§ What is being asked:
Can you copy every line of the records below word for word, leaving out the pictures?

Stored entries:
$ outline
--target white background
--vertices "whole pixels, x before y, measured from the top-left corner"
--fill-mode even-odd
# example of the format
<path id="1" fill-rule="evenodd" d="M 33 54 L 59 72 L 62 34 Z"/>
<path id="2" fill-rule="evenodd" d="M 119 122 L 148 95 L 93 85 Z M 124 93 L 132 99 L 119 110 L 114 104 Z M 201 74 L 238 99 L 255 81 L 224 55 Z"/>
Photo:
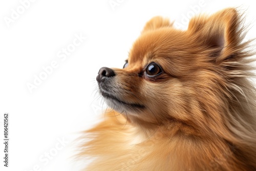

§ Output of the exercise:
$ outline
--target white background
--vertices "whole pixels, x before y, measured from the top-left corner"
--fill-mode even-odd
# example of the format
<path id="1" fill-rule="evenodd" d="M 33 54 L 59 72 L 62 34 Z"/>
<path id="2" fill-rule="evenodd" d="M 119 122 L 148 95 L 93 85 Z M 124 93 L 132 99 L 119 110 L 114 104 Z M 201 74 L 238 99 L 255 81 L 224 55 Z"/>
Photo:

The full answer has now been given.